[TRY IT]: Please write out the records exactly.

(DATASET EXCERPTS)

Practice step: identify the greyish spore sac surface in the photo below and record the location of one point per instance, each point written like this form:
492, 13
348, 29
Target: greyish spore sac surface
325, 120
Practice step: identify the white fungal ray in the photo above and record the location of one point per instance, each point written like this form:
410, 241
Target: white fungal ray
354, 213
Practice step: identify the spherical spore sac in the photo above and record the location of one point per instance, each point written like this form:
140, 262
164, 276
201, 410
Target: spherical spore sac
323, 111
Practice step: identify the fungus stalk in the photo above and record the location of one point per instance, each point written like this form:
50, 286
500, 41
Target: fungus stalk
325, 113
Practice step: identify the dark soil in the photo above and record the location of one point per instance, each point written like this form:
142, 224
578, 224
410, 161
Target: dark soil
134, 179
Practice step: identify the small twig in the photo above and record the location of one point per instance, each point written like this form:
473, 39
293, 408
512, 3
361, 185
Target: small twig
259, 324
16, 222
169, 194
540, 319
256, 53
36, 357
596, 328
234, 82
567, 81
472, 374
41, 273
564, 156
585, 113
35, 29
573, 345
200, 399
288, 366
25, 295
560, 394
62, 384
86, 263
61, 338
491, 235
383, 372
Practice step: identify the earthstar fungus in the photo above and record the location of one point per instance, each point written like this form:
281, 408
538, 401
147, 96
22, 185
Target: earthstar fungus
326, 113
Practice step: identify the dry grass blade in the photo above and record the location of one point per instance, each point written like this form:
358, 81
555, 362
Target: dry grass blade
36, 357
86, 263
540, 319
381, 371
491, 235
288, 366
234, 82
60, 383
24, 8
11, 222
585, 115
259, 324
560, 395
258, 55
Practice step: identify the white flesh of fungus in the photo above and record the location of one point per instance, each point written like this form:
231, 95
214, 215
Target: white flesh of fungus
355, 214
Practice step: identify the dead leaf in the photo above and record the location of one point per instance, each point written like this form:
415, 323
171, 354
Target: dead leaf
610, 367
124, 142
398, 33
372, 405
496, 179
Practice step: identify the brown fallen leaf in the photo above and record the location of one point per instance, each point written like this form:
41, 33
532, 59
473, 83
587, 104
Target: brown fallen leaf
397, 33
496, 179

(End DATASET EXCERPTS)

[RESPONSE TO THIS EXERCISE]:
Practice step: identify the greyish spore sac surface in the photo below and record the location of one point per instance, each point written like this form:
492, 13
348, 29
Target: greyish spore sac surface
325, 120
Practice step: identify the white fungal ray in the photo above and record the location of one point per instance, each point written like this form:
410, 241
Target: white fungal ray
354, 213
Practice step: identify the spherical spore sac in the photo above and record the location of one point per instance, each point written like this form:
140, 262
164, 276
201, 410
Target: spherical spore sac
323, 111
Practice step: identify the fungus stalk in the photo above and record the location of one point per instance, each point written like this form:
50, 286
500, 41
Target: fungus stalk
325, 113
Practice step: identify the dark soil in the photo above and record the location of one point per instance, each point written like this form:
142, 224
578, 224
410, 161
Target: dark soil
134, 179
Practice step: identify the small twig in the photo above and record the location of one point per instance, each point written like this form:
473, 39
293, 408
512, 3
361, 185
Target: small twig
259, 324
16, 222
169, 194
540, 319
256, 53
36, 357
596, 328
234, 82
567, 81
472, 374
41, 273
564, 156
585, 113
35, 29
573, 345
200, 399
288, 366
25, 295
560, 394
62, 384
86, 263
61, 338
491, 235
383, 372
Practice step: identify the earthstar fungus in the photo above and record the location of one point per instance, each point written like this form:
281, 408
538, 401
147, 96
22, 185
Target: earthstar fungus
326, 113
Practice step: identify the dry grass blade in the photo above and record the location of one point per instance, each point written like this form:
358, 81
555, 362
Target: dry grass blade
36, 357
86, 263
540, 319
381, 371
491, 235
288, 366
234, 82
60, 383
24, 8
11, 222
585, 115
259, 324
560, 395
258, 55
Practice step: identify the white flesh of fungus in the photo above and record the location of one point per instance, each point written like this form:
231, 95
214, 215
Target: white flesh of fungus
355, 214
Practice step: identify the dead leaf in the photo above and record the location of one point per instance, each point written like this form:
415, 323
171, 354
Target: dead leaf
610, 367
124, 142
398, 33
372, 405
496, 179
Practice step: identify the brown fallen leaf in the photo above and record the location of one point per instance, each point written like this form:
41, 33
532, 59
473, 83
587, 104
Target: brown fallen leaf
397, 33
496, 179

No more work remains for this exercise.